=== Records to use ===
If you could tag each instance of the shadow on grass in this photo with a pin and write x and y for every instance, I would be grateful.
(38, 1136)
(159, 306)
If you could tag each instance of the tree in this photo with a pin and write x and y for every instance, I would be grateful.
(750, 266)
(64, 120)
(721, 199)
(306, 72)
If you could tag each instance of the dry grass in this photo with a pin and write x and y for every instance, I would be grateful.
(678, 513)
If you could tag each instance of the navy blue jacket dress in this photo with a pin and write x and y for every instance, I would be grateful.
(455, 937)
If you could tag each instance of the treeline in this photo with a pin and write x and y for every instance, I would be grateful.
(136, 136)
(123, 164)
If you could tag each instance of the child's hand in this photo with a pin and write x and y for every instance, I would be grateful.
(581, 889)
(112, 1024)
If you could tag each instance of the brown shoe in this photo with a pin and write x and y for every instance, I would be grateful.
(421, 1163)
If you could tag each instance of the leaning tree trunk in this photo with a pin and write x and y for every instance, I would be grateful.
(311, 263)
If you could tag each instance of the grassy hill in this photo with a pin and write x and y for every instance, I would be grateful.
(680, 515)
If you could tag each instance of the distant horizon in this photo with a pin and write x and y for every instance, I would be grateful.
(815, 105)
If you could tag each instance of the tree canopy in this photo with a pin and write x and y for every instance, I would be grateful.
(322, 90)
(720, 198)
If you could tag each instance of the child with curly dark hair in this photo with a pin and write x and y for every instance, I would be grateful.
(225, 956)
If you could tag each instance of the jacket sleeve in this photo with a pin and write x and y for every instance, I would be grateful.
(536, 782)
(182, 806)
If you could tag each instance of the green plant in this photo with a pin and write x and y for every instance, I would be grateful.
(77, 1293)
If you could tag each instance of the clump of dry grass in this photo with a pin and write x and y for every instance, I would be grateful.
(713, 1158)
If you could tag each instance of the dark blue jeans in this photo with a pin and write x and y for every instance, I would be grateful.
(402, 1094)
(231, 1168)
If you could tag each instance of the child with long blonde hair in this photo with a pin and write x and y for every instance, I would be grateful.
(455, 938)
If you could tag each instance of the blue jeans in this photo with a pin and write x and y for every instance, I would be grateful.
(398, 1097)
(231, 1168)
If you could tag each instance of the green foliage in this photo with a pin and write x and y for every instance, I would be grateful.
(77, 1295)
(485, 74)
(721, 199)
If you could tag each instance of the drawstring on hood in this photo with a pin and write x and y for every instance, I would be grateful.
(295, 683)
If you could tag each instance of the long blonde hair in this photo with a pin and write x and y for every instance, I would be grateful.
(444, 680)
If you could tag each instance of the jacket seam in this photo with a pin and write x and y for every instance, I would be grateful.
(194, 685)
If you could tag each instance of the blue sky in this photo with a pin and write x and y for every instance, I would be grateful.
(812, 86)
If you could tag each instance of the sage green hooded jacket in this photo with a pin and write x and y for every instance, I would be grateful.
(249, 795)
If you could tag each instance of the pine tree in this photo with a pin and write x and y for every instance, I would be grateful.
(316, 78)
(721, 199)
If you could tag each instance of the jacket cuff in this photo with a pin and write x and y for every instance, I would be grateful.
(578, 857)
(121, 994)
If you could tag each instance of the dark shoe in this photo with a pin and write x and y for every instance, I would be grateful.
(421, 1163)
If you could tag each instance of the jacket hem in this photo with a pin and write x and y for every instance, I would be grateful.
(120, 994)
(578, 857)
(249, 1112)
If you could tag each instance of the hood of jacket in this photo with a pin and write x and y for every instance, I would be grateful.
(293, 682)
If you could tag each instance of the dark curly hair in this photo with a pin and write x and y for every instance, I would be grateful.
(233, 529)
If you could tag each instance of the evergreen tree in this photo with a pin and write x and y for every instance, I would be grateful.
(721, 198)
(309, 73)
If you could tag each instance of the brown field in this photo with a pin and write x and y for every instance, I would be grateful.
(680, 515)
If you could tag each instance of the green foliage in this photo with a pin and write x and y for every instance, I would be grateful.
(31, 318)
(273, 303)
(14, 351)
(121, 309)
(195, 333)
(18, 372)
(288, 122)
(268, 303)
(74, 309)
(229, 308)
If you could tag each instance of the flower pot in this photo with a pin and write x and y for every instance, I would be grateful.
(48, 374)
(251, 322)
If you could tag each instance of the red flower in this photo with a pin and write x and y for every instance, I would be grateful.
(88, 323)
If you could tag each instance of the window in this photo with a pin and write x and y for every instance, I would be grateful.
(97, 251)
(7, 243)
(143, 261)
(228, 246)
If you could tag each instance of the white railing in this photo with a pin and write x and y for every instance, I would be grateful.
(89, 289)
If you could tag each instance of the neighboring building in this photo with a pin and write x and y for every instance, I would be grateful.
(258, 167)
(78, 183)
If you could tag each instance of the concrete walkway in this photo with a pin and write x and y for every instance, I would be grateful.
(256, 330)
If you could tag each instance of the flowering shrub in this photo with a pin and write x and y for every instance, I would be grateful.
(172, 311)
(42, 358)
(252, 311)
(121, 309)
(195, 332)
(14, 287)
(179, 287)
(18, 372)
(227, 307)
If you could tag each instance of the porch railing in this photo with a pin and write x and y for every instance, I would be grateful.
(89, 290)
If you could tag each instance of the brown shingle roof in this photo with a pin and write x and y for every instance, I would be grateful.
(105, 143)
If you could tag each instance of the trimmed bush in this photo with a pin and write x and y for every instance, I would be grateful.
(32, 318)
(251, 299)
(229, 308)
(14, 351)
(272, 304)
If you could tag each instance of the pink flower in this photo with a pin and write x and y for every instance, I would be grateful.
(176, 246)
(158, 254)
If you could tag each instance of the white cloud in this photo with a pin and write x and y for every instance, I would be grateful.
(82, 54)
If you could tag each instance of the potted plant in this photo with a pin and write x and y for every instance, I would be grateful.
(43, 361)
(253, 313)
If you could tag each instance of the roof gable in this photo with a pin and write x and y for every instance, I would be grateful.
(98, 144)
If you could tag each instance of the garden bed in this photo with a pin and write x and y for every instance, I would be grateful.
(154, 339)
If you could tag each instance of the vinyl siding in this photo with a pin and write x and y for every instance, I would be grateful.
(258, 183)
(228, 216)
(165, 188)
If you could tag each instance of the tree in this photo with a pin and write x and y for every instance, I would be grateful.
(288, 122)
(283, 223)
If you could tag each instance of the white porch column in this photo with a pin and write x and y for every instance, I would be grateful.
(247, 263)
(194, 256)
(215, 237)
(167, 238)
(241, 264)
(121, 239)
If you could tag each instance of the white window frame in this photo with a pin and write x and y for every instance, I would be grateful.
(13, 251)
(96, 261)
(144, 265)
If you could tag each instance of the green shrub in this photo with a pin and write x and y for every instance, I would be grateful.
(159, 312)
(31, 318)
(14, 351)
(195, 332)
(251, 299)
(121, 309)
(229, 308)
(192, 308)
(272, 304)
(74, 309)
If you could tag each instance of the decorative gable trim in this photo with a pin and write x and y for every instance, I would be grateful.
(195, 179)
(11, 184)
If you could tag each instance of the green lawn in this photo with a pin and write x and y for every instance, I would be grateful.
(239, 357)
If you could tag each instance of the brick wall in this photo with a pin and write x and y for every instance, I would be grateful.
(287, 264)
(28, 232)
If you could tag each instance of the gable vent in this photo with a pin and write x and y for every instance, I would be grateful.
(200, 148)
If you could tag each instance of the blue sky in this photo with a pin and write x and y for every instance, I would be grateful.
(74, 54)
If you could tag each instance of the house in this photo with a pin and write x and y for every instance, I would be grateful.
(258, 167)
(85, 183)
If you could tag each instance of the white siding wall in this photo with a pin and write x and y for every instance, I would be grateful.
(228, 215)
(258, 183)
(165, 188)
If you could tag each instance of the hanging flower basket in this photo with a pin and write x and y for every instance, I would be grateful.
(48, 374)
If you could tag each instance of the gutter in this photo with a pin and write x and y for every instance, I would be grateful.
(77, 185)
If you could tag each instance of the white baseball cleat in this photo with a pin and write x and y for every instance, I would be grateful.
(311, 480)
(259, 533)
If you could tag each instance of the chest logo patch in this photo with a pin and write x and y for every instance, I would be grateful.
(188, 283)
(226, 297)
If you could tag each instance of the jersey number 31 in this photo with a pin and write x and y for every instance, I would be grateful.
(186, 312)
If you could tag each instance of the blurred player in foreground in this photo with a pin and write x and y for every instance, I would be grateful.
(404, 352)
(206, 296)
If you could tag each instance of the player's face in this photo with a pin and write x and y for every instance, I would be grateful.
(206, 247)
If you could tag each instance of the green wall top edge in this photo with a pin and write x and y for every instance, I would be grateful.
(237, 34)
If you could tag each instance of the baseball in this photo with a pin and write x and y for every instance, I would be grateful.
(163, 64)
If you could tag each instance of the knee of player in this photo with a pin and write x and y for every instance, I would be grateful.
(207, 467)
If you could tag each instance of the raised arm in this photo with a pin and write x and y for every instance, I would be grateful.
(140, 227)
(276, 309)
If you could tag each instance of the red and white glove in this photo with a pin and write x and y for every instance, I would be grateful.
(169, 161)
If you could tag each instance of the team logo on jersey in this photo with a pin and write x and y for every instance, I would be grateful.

=== What to do ===
Only the lines from the one containing "If you could tag each instance of the white siding" to the end of the records should be repeated, exactly as they appear.

=== Solution to the problem ===
If you could tag each instance of the white siding wall in this photo with a pin and write x and y for every instance, I would be grateful.
(228, 215)
(258, 183)
(165, 188)
If you could tag each instance of the hanging flower basket in this photo with a pin and write x and y for every instance, I would be grateful.
(48, 374)
If you could tag each instance of the gutter in this photo with a pin and write x and y for every instance, I would be grateful.
(77, 185)
If you could tag each instance of the white baseball cleat in this photo with a pin and write x and y for every instance, I would be grateful.
(311, 480)
(259, 533)
If you could tag each instance of the chest logo patch in this photo with a pin and write x and y for every instance, I would be grateful.
(188, 283)
(226, 297)
If you could tag each instance of the jersey number 31 in this photo with a pin and write x and y for every instance, I would be grateful.
(186, 312)
If you could tag each instance of the blurred player in foreground in this photo with a pin and write x and y for every instance, I would be grateful.
(404, 352)
(206, 296)
If you could tag each instance of the player's face in this photo with a pin and write x and y for every instance, I would be grateful.
(206, 247)
If you could tag each instance of the green wall top edge in this photo with a pin and write x and y for every instance, I would be grateful.
(237, 34)
If you could tag each instance of the baseball in this photo with a pin and write x and y for every instance, I would be grateful.
(163, 64)
If you could tag each instance of the knee of player in this photo with a pin and write x and y for every instance, I would be grateful.
(207, 467)
If you could tag each instance of the raised arm in this photo with a pin and write x and y for every instance, I would be grateful.
(140, 227)
(276, 309)
If you could tag each instance of the red and white glove in this photo with a pin and write x and y for every instance, I would be grateful.
(169, 161)
If you could tag each instance of the team logo on jersey in this photo with a pin and write x and y for every instance, I would be grateful.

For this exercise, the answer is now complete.